### TEXT SEGMENT
##############################
Abstract

Centers of the mining industry providing for the needs of nonferrous metallurgy in the southern Urals are located in the southern Transural Region (Bashkortostan, eastern part of Orenburg oblast), and large areas are under tailing dumps of chalcopyrite fields. The tailings consist of small and large fragments of igneous and metamorphic acid rocks and have been dumped for more than 60 years. The pioneer communities on this substrate cannot develop into climax communities and continue to exist as chronically serial communities without obvious changes in their composition. This is due to substrate mobility, its periodic overlaying with fresh portions of overburden rocks, toxicity, weathering, and erosion. Studies on the state of these ecosystems and, primarily, on the processes of self-overgrowing of disturbed lands, are of great importance. The chalcopyrite tailing dumps were studied in the zonal series from the forest‐ steppe to southern steppe. These were the dumps of open-cut mines of the Uchalinskii Mining and Ore-Processing Works (UMOW, Uchaly city), Bashkir Copper‐ Sulfur Works (BCSW, Sibai city), and Gaiskii Mining and Ore-Processing Works (GMOW, Gai city). The characteristics of natural complexes on these dumps are presented in Table 1. In order to survey the flora and vegetation on tailings, 300 geobotanical descriptions were made between 1999 and 2002, in which 330 species of higher vascular plants from 49 families were recorded. Analysis of the lists and taxonomic spectra of the floras showed that the number of species changes in a north‐ south direction in the series 113‐250‐122. The high floristic richness of the BCSW dump is explained by its location within city limits, where the probability of accidental species introduction is higher. Hemicryptophytes, a species of natural (steppe and meadow) plant communities, are the dominant life form on the dumps (about 60%) (Table 2). Therophytes (20‐30%) are second in abundance, which is indicative of the disturbance of vegetation and mobility of substrates. Some increase in the proportion of therophytes in the south is connected with the adaptation of most annual plants to the dry climate of the steppe zone.
##############################
### LISTED ENTRIES
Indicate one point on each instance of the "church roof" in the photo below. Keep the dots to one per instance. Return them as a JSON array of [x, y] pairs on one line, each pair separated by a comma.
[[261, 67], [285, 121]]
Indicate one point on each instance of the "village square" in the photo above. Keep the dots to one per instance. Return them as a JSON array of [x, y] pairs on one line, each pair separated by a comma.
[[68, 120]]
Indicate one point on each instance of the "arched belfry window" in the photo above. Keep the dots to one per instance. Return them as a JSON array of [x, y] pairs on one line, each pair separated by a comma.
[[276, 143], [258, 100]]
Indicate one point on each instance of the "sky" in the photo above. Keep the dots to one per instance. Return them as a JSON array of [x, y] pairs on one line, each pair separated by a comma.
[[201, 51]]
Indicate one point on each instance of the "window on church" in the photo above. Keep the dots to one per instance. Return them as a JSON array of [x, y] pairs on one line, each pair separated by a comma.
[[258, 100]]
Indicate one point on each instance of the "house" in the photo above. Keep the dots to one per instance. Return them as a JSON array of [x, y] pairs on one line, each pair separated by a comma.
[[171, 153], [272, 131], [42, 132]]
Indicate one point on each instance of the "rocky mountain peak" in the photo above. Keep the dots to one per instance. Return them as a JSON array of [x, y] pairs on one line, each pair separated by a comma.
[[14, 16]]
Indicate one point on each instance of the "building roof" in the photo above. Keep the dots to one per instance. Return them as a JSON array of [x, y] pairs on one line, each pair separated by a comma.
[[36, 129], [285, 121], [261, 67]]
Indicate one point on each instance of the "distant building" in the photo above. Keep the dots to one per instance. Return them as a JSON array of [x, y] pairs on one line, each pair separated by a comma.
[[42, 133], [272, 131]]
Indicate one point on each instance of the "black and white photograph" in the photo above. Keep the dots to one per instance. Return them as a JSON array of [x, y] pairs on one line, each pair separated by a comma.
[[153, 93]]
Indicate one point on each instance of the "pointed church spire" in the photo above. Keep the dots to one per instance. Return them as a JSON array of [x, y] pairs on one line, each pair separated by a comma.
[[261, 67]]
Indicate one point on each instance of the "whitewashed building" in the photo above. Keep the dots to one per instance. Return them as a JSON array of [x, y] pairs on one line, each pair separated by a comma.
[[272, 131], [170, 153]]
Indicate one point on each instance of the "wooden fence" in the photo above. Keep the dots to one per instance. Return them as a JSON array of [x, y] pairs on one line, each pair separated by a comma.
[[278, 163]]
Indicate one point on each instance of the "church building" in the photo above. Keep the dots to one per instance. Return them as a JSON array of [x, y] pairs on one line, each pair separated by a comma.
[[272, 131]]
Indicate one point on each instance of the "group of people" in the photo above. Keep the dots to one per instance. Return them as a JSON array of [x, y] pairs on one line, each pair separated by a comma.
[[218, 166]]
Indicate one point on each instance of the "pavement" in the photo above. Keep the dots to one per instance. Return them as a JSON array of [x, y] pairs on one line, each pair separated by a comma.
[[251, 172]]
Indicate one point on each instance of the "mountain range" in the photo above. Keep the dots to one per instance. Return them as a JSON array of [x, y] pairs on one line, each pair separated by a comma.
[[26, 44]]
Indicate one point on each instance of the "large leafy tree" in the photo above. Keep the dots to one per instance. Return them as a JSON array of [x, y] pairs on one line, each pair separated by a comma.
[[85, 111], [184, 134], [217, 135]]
##############################
### EXERCISE REQUIREMENTS
Using the abstract above, list every factor it gives for why the pioneer communities on the tailing dumps cannot develop into climax communities.

### RESPONSE AREA
- Substrate mobility
- Periodic overlaying of the substrate with fresh portions of overburden rocks
- Toxicity
- Weathering
- Erosion